EXERCISE PROMPT: Render the lines of the records as a numbered list, from the line with "Could you point out the window blind" through the end of the records, leaving out blank lines.

SOURCE DATA:
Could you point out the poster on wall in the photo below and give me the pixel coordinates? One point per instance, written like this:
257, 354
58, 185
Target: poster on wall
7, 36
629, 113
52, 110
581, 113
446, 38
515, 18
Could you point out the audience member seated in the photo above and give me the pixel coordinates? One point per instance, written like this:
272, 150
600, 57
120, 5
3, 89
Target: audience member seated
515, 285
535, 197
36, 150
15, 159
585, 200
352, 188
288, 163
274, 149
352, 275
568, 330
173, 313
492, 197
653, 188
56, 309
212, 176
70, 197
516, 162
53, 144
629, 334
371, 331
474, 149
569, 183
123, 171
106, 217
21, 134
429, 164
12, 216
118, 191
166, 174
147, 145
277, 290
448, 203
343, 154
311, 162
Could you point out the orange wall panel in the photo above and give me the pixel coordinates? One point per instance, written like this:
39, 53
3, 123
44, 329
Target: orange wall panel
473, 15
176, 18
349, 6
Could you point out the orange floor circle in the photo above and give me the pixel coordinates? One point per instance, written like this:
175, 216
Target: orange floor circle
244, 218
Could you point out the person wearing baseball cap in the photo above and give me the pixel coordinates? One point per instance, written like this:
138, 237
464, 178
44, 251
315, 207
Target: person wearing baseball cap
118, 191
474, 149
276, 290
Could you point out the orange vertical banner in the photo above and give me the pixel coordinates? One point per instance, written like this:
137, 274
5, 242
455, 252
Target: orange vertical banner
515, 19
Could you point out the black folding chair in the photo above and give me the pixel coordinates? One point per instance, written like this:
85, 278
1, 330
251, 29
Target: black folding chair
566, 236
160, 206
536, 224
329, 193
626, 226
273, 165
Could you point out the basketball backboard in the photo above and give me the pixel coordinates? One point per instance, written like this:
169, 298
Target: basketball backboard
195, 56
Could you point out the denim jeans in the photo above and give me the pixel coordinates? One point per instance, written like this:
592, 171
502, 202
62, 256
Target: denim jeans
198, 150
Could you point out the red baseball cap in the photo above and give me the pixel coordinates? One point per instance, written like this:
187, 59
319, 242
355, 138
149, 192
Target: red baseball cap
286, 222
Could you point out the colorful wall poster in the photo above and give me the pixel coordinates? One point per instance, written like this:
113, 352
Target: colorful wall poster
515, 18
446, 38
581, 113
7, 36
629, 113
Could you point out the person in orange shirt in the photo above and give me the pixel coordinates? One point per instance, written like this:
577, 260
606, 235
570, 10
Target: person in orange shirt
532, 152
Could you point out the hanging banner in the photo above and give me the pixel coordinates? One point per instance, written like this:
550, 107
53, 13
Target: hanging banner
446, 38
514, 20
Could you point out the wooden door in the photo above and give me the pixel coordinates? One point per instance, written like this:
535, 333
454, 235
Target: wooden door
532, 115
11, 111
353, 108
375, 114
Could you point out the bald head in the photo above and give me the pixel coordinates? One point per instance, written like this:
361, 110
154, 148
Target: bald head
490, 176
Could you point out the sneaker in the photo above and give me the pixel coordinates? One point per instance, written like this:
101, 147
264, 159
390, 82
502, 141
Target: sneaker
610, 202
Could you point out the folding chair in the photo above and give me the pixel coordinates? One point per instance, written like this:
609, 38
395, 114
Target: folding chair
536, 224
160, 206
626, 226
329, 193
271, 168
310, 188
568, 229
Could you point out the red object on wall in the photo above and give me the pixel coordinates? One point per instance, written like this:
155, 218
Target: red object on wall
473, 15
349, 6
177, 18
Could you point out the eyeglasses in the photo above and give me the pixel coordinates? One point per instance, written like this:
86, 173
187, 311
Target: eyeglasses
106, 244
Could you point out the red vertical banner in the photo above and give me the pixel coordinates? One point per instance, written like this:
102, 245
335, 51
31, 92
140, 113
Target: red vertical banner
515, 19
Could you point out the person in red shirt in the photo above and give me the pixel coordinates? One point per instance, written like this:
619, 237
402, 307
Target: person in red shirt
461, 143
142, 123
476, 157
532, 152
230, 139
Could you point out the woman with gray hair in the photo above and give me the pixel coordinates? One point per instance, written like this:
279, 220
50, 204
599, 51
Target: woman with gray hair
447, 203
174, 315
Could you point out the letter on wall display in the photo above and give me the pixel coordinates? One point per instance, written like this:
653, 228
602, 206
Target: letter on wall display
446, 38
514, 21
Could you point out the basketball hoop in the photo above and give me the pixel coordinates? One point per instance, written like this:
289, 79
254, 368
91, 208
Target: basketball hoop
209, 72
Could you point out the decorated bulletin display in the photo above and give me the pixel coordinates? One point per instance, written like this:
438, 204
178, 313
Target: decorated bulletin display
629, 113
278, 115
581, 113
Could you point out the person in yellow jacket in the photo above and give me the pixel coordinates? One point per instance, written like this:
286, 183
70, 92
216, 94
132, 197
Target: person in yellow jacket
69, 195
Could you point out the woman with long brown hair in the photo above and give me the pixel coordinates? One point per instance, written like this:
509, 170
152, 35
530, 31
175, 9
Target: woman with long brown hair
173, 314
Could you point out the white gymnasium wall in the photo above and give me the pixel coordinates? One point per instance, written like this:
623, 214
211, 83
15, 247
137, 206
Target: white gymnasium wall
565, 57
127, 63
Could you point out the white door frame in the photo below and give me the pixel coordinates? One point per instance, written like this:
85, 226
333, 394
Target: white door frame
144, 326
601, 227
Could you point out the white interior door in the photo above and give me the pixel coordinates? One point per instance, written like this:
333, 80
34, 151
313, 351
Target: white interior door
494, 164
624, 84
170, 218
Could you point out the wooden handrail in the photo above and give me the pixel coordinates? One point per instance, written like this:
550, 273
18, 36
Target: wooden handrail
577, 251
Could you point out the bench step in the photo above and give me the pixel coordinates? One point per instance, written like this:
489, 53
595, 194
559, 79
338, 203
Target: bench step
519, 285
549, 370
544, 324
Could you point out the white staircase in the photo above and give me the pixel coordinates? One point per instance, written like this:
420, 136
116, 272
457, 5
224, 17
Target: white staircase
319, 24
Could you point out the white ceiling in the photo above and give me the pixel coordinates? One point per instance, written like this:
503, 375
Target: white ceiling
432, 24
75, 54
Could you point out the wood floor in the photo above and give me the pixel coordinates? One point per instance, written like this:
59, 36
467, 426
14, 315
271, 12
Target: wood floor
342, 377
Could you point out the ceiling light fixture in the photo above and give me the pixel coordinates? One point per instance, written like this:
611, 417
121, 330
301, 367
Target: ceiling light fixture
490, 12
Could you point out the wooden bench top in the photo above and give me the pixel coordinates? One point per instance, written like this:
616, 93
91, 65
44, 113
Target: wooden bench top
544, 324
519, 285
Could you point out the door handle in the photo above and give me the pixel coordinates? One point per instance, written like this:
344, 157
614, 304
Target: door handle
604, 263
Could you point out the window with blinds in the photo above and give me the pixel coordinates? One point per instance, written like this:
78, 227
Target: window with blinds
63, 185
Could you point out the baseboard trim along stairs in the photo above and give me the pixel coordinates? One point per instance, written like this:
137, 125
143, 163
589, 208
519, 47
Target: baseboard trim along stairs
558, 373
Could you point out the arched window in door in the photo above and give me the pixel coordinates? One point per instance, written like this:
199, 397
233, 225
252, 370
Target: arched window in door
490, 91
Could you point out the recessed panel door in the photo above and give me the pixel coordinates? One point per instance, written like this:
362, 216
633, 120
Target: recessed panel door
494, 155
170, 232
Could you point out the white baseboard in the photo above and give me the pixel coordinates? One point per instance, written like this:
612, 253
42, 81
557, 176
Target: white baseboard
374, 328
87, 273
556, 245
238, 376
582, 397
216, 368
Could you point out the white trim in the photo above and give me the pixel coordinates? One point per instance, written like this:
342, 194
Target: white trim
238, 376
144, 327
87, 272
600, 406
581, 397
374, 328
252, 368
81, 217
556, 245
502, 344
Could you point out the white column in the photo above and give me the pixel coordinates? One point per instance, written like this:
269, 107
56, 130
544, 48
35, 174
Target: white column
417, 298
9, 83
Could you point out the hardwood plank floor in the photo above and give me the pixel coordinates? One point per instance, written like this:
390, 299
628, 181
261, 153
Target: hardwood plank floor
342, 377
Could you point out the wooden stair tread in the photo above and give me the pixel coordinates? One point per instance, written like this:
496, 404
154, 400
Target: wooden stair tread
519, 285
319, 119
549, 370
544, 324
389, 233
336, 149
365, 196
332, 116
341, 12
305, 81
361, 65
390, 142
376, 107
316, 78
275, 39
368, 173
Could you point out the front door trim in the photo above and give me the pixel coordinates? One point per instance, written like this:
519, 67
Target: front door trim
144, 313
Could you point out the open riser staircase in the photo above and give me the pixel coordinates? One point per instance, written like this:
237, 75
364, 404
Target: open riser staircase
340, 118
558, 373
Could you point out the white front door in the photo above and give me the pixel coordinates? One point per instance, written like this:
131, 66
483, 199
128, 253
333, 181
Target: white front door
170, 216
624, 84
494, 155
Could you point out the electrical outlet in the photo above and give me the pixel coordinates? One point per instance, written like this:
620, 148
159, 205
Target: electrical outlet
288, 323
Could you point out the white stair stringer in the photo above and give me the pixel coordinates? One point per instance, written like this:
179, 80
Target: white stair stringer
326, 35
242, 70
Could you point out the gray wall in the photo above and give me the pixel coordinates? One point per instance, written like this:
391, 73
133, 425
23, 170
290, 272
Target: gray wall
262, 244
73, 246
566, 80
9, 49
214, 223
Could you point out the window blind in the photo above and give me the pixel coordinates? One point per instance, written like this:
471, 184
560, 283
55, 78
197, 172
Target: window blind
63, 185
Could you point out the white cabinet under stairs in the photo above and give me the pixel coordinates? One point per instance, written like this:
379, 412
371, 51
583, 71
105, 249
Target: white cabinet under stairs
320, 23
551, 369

ANSWER TO THIS PROBLEM:
1. Could you point out the window blind in the photo above and give me the pixel coordinates? One point per instance, written like this:
2. 471, 184
3. 560, 283
4. 55, 78
5. 197, 172
6. Target: window blind
7. 63, 185
8. Could you point out the white cabinet under stairs in the photo above and give me the pixel coordinates? One point per instance, written like this:
9. 379, 412
10. 371, 51
11. 583, 71
12. 105, 249
13. Target: white cabinet under stairs
14. 320, 23
15. 551, 369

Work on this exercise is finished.